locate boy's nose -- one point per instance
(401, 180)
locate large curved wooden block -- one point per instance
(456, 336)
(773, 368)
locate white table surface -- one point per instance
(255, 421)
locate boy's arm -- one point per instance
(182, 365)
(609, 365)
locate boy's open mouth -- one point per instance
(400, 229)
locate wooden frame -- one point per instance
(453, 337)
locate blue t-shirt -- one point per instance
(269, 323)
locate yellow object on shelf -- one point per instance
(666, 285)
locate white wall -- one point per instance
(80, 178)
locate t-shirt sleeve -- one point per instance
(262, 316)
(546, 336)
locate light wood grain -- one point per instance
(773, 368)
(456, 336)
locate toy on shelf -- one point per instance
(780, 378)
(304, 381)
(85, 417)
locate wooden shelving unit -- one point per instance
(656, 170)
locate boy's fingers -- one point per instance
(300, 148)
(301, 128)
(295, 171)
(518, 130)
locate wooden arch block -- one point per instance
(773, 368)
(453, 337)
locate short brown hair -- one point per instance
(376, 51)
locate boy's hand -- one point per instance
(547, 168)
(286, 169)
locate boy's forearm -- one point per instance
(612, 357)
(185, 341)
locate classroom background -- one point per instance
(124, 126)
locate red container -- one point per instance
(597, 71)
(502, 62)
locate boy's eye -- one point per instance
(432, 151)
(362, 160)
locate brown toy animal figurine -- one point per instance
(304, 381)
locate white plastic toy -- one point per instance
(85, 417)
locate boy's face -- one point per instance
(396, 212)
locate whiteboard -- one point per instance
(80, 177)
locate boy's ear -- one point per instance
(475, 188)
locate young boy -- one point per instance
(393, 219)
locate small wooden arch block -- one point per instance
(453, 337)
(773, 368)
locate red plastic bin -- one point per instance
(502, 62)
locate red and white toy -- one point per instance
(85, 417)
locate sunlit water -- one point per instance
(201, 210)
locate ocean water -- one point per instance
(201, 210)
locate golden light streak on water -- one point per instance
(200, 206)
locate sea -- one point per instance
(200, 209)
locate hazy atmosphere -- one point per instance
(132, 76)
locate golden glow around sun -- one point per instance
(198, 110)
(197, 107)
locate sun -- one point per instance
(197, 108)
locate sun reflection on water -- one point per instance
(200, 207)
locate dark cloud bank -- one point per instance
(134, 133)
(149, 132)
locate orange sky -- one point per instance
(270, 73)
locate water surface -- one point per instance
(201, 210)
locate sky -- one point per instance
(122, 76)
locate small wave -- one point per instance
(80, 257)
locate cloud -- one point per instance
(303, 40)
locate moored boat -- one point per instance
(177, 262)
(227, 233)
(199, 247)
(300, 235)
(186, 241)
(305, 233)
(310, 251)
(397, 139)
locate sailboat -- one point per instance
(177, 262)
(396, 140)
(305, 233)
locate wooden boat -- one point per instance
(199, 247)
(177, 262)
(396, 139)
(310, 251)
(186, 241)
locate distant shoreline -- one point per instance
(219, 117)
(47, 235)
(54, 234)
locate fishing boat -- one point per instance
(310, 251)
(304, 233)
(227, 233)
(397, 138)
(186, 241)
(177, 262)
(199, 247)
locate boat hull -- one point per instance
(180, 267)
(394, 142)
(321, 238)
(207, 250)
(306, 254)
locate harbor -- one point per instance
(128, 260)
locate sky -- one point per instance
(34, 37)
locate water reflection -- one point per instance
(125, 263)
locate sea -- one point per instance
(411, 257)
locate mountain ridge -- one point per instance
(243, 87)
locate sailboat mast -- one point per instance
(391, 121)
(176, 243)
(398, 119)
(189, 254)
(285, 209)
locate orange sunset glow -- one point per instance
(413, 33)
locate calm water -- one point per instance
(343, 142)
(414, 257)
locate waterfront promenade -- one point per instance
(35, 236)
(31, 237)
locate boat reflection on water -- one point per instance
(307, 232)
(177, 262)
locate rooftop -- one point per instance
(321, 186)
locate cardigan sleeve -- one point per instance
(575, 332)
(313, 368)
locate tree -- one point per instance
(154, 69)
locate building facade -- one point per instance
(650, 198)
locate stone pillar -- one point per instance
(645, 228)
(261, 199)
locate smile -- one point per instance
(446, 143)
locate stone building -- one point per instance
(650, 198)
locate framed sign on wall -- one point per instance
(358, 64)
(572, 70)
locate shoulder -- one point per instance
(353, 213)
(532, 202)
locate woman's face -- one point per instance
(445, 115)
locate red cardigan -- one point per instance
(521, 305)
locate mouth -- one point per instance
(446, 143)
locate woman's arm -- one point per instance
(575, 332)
□ □ □ □
Work to be completed: The entries above must be transcribed word for word.

Written answer:
locate boy's nose -- one point per instance
(401, 180)
locate large curved wooden block -- one point per instance
(456, 336)
(773, 368)
locate white table surface -- one point per instance
(255, 421)
locate boy's arm -- one point per instance
(182, 365)
(609, 365)
locate boy's open mouth -- one point per instance
(400, 229)
locate wooden frame -- one point per instance
(453, 337)
locate blue t-shirt -- one point per instance
(269, 323)
locate yellow object on shelf -- one point per instance
(666, 285)
locate white wall -- one point per instance
(80, 178)
locate t-shirt sleeve -- one point per instance
(262, 316)
(546, 336)
locate light wood grain -- one point per instance
(773, 368)
(456, 336)
locate toy on shelf -- one point per instance
(780, 378)
(304, 381)
(85, 417)
locate wooden shelving unit -- one point per instance
(656, 170)
locate boy's fingers -- one point per instance
(300, 148)
(301, 128)
(295, 171)
(518, 130)
locate wooden arch block -- one point per instance
(773, 368)
(453, 337)
locate short brown hair -- one point per instance
(376, 51)
locate boy's hand -- one point per instance
(547, 168)
(286, 169)
locate boy's forearm -- one point per instance
(612, 357)
(185, 341)
locate classroom background -- one point per instance
(124, 126)
locate red container -- one point per instance
(597, 71)
(502, 62)
locate boy's eye -- one point per instance
(432, 151)
(362, 160)
locate brown toy animal figurine -- one point per instance
(304, 381)
locate white plastic toy -- one point per instance
(85, 417)
locate boy's face -- one point per instance
(396, 212)
locate whiteboard -- one point per instance
(80, 177)
locate boy's ear -- one point per instance
(475, 188)
locate young boy -- one point per instance
(393, 219)
locate small wooden arch block -- one point per instance
(453, 337)
(773, 368)
locate red plastic bin -- one point per instance
(502, 62)
locate red and white toy -- one point per instance
(85, 417)
locate sunlit water -- one point per instance
(201, 210)
locate ocean water -- one point per instance
(201, 210)
locate golden light streak on water -- one point per instance
(200, 206)
locate sea -- one point per instance
(200, 209)
locate hazy atmosphere -- one point per instance
(132, 76)
locate golden glow around sun -- one point per instance
(198, 110)
(197, 107)
locate sun -- one point per instance
(197, 108)
locate sun reflection on water -- one point per instance
(200, 207)
locate dark cloud bank -- one point per instance
(134, 133)
(149, 132)
locate orange sky -- one point per instance
(270, 73)
locate water surface -- one point per instance
(201, 210)
locate sky -- one point per instance
(122, 76)
locate small wave -- one point per instance
(80, 257)
locate cloud -- one point per instance
(303, 40)
locate moored boat -- one point per instance
(177, 262)
(227, 233)
(199, 247)
(300, 235)
(186, 241)
(305, 233)
(310, 251)
(397, 139)
locate sailboat -- one point per instance
(177, 262)
(396, 140)
(305, 233)
locate wooden boat -- one point per instance
(199, 247)
(177, 262)
(396, 139)
(310, 251)
(186, 241)
locate distant shoreline -- one point per instance
(219, 117)
(47, 235)
(54, 234)
locate fishing boat -- one point per instance
(310, 251)
(304, 233)
(227, 233)
(397, 138)
(186, 241)
(177, 262)
(199, 247)
locate boat hull -- one point per instance
(180, 267)
(394, 142)
(321, 238)
(207, 250)
(306, 254)
locate harbor -- one point per instance
(128, 260)
locate sky -- one point per instance
(34, 37)
locate water reflection -- one point per instance
(125, 263)
locate sea -- one point per instance
(411, 257)
locate mountain ridge -- one point per instance
(243, 87)
locate sailboat mast -- one point per instance
(391, 121)
(176, 243)
(398, 119)
(189, 254)
(285, 209)
locate orange sunset glow -- one point per instance
(413, 33)
locate calm water -- one point per instance
(343, 142)
(414, 257)
locate waterfront promenade -- one point per instance
(35, 236)
(31, 237)
locate boat reflection on water -- one point per instance
(307, 232)
(177, 262)
locate rooftop -- one point per instance
(321, 186)
locate cardigan sleeve -- one point per instance
(575, 332)
(313, 368)
locate tree -- one point per instance
(154, 69)
locate building facade -- one point per instance
(650, 198)
locate stone pillar -- one point per instance
(645, 228)
(261, 199)
locate smile -- one point per instance
(446, 143)
locate stone building -- one point per instance
(650, 198)
locate framed sign on wall -- one point per instance
(358, 64)
(572, 70)
locate shoulder -- one point per instance
(353, 213)
(532, 202)
locate woman's face -- one point per instance
(445, 115)
locate red cardigan -- one point per instance
(521, 305)
locate mouth -- one point per instance
(446, 143)
locate woman's arm -- one point per instance
(575, 332)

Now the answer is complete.